WHAT YOU HAVE TO DO :: Look through the material for lines with the word "positive", and copy each one.

INFORMATION ::

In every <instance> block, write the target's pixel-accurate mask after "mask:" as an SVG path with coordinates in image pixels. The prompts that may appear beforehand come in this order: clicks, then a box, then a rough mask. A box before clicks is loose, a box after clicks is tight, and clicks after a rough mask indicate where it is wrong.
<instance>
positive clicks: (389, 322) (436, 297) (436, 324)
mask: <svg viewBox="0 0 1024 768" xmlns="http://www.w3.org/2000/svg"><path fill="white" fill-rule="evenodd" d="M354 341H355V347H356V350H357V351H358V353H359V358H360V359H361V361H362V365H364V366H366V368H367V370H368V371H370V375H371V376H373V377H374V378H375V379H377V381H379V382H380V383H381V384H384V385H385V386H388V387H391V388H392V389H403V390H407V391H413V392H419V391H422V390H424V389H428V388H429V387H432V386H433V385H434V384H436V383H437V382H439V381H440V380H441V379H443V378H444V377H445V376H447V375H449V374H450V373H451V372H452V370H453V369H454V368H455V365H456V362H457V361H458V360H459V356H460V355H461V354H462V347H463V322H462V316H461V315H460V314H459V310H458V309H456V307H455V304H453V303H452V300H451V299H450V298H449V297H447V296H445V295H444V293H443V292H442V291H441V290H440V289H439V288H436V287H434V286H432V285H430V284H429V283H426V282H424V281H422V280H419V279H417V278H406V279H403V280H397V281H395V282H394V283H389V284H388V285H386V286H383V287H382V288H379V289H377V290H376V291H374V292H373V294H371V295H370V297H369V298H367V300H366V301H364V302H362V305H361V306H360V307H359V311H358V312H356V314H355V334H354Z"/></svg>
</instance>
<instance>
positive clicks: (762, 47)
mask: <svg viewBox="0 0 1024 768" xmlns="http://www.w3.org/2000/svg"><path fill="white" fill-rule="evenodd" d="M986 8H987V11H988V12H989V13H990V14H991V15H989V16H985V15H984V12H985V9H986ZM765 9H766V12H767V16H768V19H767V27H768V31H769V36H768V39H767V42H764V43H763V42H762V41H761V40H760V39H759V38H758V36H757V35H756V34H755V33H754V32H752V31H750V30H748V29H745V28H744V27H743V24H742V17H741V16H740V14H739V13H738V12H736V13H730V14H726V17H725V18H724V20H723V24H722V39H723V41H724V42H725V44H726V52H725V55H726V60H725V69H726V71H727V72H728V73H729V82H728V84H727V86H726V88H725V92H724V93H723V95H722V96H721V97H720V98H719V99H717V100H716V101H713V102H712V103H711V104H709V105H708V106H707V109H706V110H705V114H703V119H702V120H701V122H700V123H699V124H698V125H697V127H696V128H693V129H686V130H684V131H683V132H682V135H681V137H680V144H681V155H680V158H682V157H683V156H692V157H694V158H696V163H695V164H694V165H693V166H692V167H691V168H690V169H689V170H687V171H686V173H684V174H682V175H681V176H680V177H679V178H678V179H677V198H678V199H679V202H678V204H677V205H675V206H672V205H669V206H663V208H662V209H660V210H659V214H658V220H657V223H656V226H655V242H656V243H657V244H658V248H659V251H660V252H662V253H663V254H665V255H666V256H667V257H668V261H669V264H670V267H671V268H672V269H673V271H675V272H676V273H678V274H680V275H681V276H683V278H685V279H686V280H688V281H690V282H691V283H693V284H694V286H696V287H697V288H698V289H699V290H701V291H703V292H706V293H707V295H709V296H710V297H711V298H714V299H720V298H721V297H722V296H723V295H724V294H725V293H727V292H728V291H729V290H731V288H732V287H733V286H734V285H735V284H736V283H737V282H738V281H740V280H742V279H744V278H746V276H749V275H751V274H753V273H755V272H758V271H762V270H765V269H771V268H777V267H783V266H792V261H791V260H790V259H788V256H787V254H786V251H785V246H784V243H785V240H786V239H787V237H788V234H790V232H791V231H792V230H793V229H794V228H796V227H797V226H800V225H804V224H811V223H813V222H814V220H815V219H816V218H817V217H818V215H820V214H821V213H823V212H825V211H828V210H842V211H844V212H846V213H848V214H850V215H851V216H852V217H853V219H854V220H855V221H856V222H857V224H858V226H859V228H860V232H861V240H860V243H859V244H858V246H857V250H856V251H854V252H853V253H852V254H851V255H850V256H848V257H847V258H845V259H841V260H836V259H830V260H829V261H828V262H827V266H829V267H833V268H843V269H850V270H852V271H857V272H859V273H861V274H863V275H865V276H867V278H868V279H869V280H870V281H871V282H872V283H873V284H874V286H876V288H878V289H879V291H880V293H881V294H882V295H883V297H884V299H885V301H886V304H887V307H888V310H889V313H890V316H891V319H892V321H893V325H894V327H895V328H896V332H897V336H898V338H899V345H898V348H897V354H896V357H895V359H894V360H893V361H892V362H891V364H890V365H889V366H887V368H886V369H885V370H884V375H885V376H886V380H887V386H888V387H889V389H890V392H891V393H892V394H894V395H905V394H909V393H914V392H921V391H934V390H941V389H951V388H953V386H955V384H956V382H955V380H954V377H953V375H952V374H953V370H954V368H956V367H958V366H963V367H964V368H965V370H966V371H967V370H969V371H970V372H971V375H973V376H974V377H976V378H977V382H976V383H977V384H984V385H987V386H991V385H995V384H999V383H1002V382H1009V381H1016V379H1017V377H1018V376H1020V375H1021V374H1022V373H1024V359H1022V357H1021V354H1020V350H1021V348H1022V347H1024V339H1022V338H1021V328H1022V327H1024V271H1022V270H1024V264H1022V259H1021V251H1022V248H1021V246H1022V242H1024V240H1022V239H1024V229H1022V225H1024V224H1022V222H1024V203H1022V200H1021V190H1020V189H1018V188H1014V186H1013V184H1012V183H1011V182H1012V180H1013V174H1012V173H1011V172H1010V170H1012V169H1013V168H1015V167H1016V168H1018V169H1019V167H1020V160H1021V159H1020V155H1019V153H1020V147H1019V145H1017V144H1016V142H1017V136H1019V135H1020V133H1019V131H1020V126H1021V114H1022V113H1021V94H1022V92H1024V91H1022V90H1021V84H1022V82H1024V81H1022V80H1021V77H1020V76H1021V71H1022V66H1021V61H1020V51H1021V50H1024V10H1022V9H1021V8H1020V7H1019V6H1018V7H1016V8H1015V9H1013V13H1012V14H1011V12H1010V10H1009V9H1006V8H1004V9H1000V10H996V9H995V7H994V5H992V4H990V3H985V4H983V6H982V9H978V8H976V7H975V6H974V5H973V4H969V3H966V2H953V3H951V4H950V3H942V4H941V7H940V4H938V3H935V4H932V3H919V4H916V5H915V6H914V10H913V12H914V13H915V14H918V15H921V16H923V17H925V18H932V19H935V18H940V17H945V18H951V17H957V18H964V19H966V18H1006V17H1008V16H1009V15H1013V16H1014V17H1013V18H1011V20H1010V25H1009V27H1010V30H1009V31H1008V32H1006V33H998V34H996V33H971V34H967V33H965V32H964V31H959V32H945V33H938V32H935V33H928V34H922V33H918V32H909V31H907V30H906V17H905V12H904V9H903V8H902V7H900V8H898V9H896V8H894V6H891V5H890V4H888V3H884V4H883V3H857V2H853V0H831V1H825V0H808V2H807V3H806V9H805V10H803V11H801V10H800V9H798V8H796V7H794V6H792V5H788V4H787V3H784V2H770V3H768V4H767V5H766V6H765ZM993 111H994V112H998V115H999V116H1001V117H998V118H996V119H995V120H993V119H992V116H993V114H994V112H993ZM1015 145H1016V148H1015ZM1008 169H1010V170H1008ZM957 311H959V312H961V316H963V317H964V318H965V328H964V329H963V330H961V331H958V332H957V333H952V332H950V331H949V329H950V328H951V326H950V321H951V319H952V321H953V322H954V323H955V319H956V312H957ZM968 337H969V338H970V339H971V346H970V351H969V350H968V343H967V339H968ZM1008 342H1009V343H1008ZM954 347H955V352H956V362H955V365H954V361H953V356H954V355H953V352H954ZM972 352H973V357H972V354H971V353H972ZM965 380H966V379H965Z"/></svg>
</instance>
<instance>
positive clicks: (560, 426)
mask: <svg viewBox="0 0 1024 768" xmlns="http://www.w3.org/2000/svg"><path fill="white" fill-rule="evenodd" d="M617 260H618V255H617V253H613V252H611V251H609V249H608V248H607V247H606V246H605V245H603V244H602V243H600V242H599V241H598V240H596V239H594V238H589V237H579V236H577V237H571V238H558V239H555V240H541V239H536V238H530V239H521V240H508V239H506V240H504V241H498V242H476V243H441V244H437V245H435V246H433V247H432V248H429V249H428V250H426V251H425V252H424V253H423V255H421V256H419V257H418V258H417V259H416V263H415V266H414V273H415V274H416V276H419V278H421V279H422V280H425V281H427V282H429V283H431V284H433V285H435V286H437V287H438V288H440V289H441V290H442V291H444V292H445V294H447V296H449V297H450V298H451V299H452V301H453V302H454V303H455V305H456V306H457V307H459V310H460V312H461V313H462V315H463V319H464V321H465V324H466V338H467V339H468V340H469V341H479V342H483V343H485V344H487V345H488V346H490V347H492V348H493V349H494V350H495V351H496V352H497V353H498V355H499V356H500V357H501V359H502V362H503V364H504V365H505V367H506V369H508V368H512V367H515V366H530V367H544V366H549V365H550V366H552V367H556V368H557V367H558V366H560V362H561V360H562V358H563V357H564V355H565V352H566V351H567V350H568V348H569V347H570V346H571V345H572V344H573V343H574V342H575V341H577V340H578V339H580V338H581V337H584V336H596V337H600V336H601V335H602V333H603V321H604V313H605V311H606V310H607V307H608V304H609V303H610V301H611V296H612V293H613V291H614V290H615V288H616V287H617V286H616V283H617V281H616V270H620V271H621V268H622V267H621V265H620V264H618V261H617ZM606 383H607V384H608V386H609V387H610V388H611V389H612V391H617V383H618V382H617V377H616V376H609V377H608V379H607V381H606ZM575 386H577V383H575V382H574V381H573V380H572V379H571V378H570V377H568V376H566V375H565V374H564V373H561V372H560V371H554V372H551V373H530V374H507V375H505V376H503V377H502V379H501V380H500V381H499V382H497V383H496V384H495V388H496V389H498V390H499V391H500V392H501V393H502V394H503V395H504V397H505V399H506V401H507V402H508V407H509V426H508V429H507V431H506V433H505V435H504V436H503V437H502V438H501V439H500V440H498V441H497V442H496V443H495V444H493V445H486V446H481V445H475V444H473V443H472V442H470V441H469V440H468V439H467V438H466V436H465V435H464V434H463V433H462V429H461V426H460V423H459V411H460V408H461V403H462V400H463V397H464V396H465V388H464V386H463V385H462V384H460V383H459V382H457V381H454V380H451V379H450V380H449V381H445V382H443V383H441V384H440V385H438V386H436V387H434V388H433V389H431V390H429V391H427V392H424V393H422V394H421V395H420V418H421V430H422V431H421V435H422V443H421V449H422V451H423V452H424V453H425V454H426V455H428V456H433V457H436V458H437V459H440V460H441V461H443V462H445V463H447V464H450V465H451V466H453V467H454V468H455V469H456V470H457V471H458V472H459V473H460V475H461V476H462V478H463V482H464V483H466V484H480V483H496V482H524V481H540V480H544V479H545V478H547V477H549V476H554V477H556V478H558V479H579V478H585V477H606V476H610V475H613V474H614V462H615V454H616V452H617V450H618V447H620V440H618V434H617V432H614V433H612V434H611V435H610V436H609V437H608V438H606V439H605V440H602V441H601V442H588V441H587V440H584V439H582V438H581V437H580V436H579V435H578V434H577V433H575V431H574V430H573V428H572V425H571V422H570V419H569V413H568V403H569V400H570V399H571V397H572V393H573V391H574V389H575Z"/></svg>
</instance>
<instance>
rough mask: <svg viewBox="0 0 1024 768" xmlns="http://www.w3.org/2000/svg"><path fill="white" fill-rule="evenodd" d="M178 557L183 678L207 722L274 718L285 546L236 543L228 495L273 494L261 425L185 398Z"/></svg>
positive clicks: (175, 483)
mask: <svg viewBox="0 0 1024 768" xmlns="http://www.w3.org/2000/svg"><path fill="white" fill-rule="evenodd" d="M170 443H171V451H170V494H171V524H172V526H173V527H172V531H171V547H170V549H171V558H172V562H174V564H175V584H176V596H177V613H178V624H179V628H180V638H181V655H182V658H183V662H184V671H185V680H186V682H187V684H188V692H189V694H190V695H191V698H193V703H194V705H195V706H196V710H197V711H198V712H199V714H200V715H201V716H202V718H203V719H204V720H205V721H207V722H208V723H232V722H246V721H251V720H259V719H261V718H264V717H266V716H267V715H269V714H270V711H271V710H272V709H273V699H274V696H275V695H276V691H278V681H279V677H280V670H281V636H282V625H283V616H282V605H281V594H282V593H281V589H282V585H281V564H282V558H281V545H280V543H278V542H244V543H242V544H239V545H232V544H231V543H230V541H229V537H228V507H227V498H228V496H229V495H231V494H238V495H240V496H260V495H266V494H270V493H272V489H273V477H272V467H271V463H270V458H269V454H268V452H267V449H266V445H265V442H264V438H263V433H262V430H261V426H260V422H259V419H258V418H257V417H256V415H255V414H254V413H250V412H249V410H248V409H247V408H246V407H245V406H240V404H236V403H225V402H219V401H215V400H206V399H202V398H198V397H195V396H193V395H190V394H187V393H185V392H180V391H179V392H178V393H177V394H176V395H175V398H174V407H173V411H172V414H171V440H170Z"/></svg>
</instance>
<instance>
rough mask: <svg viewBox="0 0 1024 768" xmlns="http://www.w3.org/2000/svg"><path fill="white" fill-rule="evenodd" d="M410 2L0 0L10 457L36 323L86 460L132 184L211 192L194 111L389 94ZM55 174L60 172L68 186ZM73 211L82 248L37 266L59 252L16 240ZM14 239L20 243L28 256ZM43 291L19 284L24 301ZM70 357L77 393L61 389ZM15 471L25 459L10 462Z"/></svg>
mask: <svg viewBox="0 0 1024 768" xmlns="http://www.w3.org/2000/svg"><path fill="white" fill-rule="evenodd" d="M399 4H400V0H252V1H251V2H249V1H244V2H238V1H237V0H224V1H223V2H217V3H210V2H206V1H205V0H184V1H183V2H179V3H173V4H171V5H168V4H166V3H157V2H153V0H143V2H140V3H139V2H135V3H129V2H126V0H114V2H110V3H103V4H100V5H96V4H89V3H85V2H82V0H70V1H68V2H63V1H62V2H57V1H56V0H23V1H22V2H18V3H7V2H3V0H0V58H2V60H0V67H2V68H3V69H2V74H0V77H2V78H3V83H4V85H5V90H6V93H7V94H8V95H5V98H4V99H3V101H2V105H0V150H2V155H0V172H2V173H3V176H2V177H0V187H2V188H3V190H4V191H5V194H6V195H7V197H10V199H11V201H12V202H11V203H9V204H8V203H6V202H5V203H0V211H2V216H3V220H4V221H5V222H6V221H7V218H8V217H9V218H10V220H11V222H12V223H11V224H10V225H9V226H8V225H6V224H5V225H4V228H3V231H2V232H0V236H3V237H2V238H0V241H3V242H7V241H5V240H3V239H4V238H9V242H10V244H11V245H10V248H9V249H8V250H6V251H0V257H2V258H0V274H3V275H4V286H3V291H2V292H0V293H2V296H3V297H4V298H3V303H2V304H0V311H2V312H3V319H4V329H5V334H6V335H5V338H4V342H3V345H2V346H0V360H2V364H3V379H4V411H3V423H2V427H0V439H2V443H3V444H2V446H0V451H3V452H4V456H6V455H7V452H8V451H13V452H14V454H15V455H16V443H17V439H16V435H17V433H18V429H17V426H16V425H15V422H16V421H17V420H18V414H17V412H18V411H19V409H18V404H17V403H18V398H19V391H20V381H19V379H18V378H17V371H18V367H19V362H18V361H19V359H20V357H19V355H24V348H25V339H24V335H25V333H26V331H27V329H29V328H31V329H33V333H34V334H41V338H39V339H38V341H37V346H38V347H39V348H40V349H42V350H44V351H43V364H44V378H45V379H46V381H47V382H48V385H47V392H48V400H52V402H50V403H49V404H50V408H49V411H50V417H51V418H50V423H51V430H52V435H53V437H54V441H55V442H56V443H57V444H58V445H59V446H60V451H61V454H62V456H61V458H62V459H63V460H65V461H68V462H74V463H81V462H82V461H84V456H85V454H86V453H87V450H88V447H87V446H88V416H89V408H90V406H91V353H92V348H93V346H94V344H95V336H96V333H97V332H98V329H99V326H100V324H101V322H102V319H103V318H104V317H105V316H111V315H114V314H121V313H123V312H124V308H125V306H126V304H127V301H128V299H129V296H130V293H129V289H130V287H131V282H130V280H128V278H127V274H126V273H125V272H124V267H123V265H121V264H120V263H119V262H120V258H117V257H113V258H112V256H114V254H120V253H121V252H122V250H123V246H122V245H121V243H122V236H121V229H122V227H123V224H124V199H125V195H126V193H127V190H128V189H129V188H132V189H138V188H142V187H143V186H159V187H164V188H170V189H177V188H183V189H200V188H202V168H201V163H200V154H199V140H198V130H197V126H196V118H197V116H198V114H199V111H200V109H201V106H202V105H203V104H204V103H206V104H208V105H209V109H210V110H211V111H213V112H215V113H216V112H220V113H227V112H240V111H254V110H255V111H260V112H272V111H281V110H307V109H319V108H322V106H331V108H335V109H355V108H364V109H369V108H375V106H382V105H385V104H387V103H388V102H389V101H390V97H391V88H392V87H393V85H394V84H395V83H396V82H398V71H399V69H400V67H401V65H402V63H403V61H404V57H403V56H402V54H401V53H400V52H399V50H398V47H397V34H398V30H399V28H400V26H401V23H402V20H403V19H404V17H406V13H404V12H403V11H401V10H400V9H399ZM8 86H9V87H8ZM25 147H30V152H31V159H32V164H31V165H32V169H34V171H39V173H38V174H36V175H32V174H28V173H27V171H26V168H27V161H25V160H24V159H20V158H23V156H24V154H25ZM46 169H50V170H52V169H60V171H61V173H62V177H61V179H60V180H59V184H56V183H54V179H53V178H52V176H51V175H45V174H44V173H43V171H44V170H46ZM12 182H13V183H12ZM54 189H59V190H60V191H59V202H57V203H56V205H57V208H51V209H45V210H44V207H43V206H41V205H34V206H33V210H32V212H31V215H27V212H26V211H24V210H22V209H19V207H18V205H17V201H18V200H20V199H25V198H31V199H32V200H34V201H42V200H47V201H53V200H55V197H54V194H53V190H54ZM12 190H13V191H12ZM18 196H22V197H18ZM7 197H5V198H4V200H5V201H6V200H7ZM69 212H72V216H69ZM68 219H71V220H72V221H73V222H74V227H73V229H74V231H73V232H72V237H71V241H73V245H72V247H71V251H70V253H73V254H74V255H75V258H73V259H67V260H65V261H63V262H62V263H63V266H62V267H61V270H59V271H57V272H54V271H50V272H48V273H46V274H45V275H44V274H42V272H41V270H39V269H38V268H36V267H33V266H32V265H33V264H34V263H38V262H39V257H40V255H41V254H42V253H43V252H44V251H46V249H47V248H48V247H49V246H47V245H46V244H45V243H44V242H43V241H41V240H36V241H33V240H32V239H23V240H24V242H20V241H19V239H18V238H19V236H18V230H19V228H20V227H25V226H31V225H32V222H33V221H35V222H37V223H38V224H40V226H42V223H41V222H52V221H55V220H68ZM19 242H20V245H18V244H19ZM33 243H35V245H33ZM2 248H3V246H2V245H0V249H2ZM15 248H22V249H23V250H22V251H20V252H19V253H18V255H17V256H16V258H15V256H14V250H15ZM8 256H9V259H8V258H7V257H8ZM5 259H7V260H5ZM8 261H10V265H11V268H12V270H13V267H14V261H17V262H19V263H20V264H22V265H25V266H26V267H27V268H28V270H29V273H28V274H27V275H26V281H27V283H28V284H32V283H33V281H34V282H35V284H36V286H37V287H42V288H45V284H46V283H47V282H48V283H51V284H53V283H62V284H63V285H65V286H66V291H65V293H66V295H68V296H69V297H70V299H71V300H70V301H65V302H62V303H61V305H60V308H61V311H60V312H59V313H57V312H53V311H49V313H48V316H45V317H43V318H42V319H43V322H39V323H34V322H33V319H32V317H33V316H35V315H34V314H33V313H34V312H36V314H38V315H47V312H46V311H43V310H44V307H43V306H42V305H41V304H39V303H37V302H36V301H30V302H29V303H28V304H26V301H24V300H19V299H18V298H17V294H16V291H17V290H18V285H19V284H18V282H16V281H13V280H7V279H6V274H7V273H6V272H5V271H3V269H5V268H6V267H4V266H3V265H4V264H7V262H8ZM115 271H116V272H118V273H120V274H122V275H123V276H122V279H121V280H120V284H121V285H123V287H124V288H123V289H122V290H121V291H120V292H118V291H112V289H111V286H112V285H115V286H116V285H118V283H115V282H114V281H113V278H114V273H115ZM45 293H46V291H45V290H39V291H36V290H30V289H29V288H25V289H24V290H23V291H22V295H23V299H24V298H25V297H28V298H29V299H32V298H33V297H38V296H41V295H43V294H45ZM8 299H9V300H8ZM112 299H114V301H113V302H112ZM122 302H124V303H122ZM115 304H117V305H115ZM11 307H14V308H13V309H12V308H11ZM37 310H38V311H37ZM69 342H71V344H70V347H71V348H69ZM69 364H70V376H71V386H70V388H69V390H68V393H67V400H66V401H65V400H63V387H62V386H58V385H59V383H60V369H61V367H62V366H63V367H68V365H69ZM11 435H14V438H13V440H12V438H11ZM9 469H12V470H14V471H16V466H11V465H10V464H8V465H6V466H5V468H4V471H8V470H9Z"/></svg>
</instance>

TASK ANSWER ::
positive clicks: (389, 322) (436, 297) (436, 324)
positive clicks: (762, 47)
positive clicks: (560, 426)
positive clicks: (175, 483)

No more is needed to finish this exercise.